>>>>>

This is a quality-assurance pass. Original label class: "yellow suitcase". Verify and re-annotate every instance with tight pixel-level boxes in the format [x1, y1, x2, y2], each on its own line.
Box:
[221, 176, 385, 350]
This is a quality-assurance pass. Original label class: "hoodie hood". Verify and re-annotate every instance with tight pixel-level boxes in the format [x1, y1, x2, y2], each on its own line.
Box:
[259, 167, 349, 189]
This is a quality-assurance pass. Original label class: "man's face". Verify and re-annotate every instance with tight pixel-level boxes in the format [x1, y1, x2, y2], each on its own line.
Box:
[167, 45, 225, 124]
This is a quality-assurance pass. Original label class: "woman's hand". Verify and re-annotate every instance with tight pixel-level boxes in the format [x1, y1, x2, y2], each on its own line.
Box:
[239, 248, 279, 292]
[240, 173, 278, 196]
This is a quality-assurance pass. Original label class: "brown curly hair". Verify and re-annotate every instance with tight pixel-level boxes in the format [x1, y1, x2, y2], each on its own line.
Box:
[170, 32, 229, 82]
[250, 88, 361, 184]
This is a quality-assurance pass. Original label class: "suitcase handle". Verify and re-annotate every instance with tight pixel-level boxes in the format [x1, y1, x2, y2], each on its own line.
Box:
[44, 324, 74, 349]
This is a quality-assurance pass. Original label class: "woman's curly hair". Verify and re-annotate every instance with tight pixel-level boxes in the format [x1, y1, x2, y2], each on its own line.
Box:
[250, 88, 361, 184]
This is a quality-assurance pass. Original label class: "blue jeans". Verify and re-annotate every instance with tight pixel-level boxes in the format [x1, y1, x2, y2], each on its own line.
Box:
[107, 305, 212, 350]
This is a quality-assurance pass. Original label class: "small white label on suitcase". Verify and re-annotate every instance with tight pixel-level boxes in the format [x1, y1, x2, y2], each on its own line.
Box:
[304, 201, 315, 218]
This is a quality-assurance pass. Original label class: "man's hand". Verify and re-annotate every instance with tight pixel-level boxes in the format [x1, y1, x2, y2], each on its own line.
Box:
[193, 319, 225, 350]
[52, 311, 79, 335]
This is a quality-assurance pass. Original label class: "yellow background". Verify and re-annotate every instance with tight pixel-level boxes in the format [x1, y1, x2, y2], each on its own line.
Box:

<<<<<

REQUIREMENT: Scan the material above for the word "suitcase", and copy each line where it appears.

THE COMPLETED TASK:
This is a quality-assurance pass. Original label class: "yellow suitcase". Verify and re-annotate every instance with tight pixel-level boxes in the format [x1, y1, x2, y2], each on its own line.
This is a quality-assurance pass. Original label class: "suitcase handle". Verify and re-annotate every instance with tight pixel-level boxes in the format [x1, y1, x2, y2], each on its own line.
This is a quality-assurance pass. Original label class: "small white label on suitcase". Verify and re-annotate every instance with tight pixel-level boxes in the format [x1, y1, x2, y2], each on its own line.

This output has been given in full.